Assignment: Please output exactly the lines from the one containing "[run] outline" through the last line of the records, both included.

Saved entries:
··········

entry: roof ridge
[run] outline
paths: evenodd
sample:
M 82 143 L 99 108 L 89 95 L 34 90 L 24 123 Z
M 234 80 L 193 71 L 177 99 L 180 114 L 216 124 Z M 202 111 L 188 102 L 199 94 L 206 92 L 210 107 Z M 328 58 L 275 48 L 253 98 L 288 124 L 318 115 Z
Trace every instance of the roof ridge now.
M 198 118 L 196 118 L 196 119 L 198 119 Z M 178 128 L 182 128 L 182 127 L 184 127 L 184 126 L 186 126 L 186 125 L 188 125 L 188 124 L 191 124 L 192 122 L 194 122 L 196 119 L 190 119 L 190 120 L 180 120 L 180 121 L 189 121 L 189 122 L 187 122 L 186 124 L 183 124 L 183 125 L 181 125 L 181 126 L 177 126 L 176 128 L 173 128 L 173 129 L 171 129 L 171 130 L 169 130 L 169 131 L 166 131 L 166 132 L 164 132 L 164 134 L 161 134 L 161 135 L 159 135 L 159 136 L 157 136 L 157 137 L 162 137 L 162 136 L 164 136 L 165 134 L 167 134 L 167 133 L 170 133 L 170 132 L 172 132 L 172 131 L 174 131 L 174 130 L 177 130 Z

··········

Task response:
[run] outline
paths: evenodd
sample:
M 82 143 L 99 108 L 89 95 L 34 90 L 24 123 Z
M 234 80 L 193 71 L 177 99 L 180 114 L 216 124 Z M 202 111 L 188 102 L 199 94 L 206 92 L 210 107 Z M 328 58 L 275 48 L 253 98 L 288 124 L 318 115 Z
Trace every instance of the roof ridge now.
M 198 118 L 196 118 L 196 119 L 198 119 Z M 178 128 L 182 128 L 182 127 L 184 127 L 184 126 L 186 126 L 186 125 L 188 125 L 188 124 L 191 124 L 192 122 L 194 122 L 196 119 L 190 119 L 190 120 L 180 120 L 180 121 L 189 121 L 189 122 L 187 122 L 186 124 L 183 124 L 183 125 L 181 125 L 181 126 L 177 126 L 176 128 L 173 128 L 173 129 L 171 129 L 171 130 L 169 130 L 169 131 L 166 131 L 166 132 L 164 132 L 164 134 L 161 134 L 161 135 L 159 135 L 159 136 L 157 136 L 157 137 L 162 137 L 162 136 L 164 136 L 165 134 L 167 134 L 167 133 L 170 133 L 170 132 L 172 132 L 172 131 L 174 131 L 174 130 L 177 130 Z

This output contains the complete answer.